> EXERCISE INSTRUCTIONS
Write out all the entries word for word, but skip any images.

> AVAILABLE RECORDS
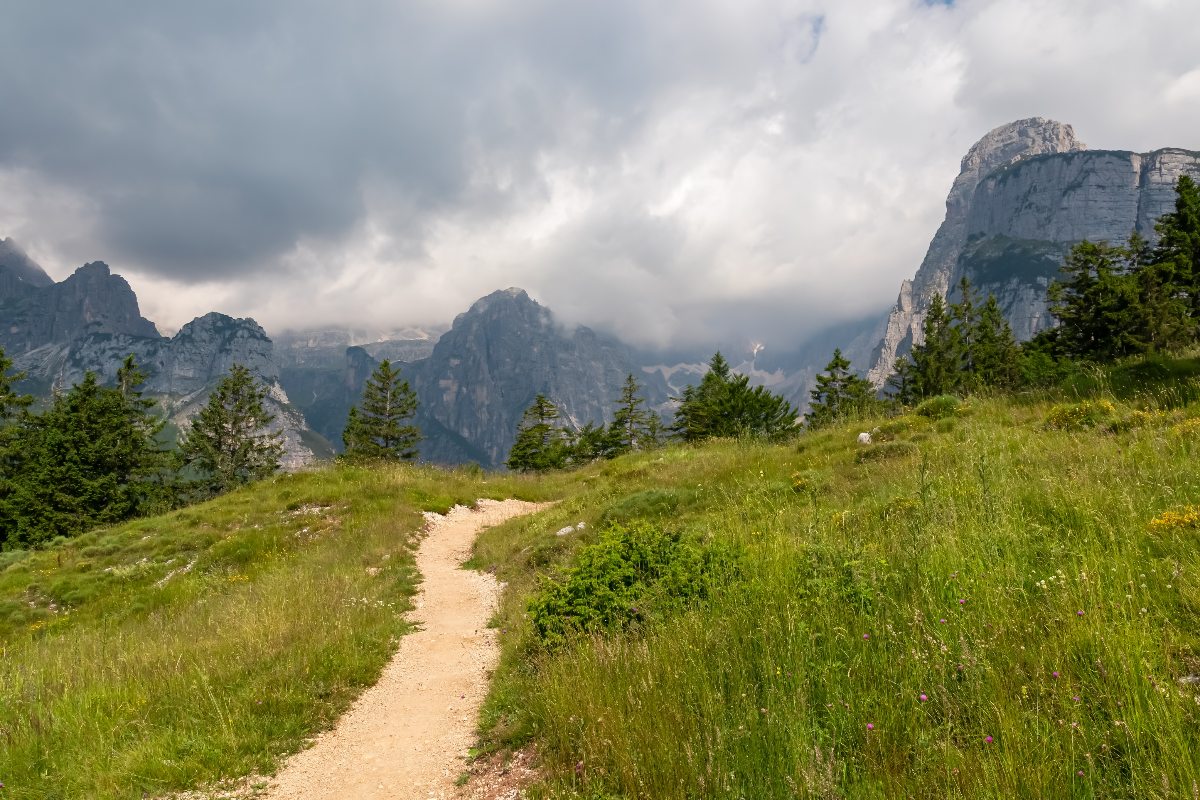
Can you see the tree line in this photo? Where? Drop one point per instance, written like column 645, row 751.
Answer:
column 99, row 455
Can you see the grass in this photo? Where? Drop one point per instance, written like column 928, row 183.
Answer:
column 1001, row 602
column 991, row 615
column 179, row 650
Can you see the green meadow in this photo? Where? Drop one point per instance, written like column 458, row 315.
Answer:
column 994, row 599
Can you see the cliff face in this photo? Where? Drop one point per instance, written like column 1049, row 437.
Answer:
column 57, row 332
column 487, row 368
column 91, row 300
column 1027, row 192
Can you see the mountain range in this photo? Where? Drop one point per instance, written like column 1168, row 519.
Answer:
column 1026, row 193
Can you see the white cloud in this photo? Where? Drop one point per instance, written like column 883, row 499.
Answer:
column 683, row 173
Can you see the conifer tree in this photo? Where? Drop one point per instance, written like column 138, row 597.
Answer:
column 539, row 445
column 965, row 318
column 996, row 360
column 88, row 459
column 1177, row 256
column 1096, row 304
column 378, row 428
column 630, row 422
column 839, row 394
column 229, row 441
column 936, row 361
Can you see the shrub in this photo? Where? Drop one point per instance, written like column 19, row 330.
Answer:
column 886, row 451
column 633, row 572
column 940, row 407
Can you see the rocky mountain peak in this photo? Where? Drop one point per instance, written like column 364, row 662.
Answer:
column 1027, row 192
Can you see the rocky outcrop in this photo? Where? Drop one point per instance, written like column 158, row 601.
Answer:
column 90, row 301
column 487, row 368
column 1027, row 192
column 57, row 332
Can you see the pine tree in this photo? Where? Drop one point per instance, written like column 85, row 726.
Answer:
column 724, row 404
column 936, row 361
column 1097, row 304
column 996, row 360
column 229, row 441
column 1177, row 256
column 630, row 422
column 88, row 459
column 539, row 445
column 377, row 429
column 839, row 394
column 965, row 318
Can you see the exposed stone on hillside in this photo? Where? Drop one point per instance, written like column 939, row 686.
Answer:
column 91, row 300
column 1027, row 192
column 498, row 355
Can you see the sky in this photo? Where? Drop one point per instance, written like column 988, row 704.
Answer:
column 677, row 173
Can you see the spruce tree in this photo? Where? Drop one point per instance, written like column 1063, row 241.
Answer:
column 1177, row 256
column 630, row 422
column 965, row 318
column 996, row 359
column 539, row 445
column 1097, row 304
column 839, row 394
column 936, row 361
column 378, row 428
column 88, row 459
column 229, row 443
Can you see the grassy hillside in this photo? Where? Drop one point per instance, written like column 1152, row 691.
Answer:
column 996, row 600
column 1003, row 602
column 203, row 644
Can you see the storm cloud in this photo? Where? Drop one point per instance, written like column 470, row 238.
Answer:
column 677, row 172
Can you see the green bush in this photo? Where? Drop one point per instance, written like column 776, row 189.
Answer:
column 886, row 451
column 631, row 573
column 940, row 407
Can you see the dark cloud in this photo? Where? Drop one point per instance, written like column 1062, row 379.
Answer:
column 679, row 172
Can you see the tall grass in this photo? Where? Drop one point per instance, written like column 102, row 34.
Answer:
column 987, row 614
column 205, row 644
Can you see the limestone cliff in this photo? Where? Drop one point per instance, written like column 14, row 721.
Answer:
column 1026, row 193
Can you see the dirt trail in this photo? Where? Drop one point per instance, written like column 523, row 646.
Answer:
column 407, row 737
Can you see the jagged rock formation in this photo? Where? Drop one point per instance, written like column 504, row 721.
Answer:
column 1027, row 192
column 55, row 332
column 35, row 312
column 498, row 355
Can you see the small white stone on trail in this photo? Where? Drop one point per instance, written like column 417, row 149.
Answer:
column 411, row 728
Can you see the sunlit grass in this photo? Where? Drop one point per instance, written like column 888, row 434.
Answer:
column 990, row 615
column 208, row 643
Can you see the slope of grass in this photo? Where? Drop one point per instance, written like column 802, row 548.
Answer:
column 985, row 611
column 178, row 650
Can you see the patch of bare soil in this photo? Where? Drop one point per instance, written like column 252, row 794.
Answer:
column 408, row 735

> SOLUTION
Can you see the tree line in this photo? Where? Drop one point per instance, written like column 645, row 751.
Answer:
column 99, row 455
Can you see the grass in this photo? Where? Drop one point per instance, written like column 928, row 183.
Answer:
column 1001, row 602
column 991, row 615
column 179, row 650
Can you see the green meadow in this photo? Where? Drop one point per instance, written like column 458, row 315.
Answer:
column 994, row 599
Can you see the cliff face in this photo? Where? Drop one point per instance, written like column 1049, row 437.
Answer:
column 57, row 332
column 487, row 368
column 91, row 300
column 1027, row 192
Can you see the mountain range in this photo? Where? Drop one point per instance, written like column 1168, row 519.
Answer:
column 1026, row 193
Can you see the white cloud in this photo? Where? Drop one point per instance, written like column 883, row 499.
Answer:
column 683, row 173
Can you see the conifer tree in this photo? Where? Drop one point per instance, written like column 138, row 597.
Answer:
column 539, row 445
column 965, row 318
column 996, row 360
column 88, row 459
column 1177, row 256
column 1096, row 304
column 378, row 428
column 630, row 422
column 839, row 394
column 229, row 441
column 936, row 361
Can you see the shrub in this photo? Where? Drop one point per instance, written like column 19, row 330.
Answer:
column 886, row 451
column 633, row 572
column 940, row 407
Can you see the rocky mountain peak in this photo? Where? Drop one point per instance, written like column 364, row 662.
Answer:
column 1027, row 192
Can you see the rocky outcrop in this photo? Where? Drop one point per instance, written like column 158, row 601.
Answer:
column 90, row 301
column 487, row 368
column 1027, row 192
column 57, row 332
Can you see the pine tree in this photo? Where? Drop one point per instance, written like column 85, row 726.
Answer:
column 724, row 404
column 936, row 361
column 1097, row 304
column 996, row 360
column 229, row 441
column 1177, row 256
column 630, row 422
column 88, row 459
column 539, row 445
column 377, row 429
column 839, row 394
column 965, row 318
Can you see the exposed stone on hillside in this photo? Where? Drop one point per instance, written like column 939, row 686.
Answer:
column 91, row 300
column 1027, row 192
column 498, row 355
Can you see the sky in this photo? Where? Drop one point per instance, written like column 988, row 704.
Answer:
column 677, row 173
Can you see the spruce tree in this photo? Where? Drop one point per instance, written like column 1063, row 241.
Answer:
column 1177, row 256
column 630, row 422
column 965, row 318
column 996, row 359
column 539, row 445
column 1097, row 304
column 839, row 394
column 936, row 361
column 378, row 428
column 88, row 459
column 229, row 443
Can you see the grassy hillside in this photo? Where? Drop one point per instance, written like column 1152, row 691.
Answer:
column 996, row 600
column 1003, row 602
column 203, row 644
Can you see the storm cloud in this photo? Where? Drop one point per instance, written like column 470, row 238.
Answer:
column 677, row 172
Can you see the green bush in this photo? Where? Drop one point per instance, written like column 776, row 189.
Answer:
column 886, row 451
column 631, row 573
column 940, row 407
Can you see the dark cloud in this photo? Where? Drop one point per instance, written like column 1062, row 379.
Answer:
column 679, row 172
Can you see the tall grass in this photo? Where? Drop one point per instance, written like column 102, row 34.
Answer:
column 987, row 614
column 205, row 644
Can you see the limestone cliff in this photo? Where? Drop one point per instance, written like column 14, row 721.
Answer:
column 1026, row 193
Can you see the dirt trail in this photo? Where? Drop one point per instance, written like column 523, row 646.
Answer:
column 407, row 737
Can you see the jagged rock formation in this photo? Where? Drop one point per instance, written like column 504, row 721.
Answer:
column 1027, row 192
column 55, row 332
column 35, row 312
column 498, row 355
Can you see the small white stone on trail in this photo? Where? Drop one point per instance, written like column 417, row 149.
Answer:
column 411, row 728
Can you see the sunlit grass in this photo? Where? Drop one point per instance, written like column 888, row 434.
Answer:
column 990, row 615
column 208, row 643
Can you see the slope of grass in this photo? Where? Drop one point per instance, written like column 802, row 548.
Answer:
column 985, row 611
column 178, row 650
Can you see the patch of bare soil in this photo? Where? Drop one point per instance, written like column 252, row 794.
Answer:
column 408, row 735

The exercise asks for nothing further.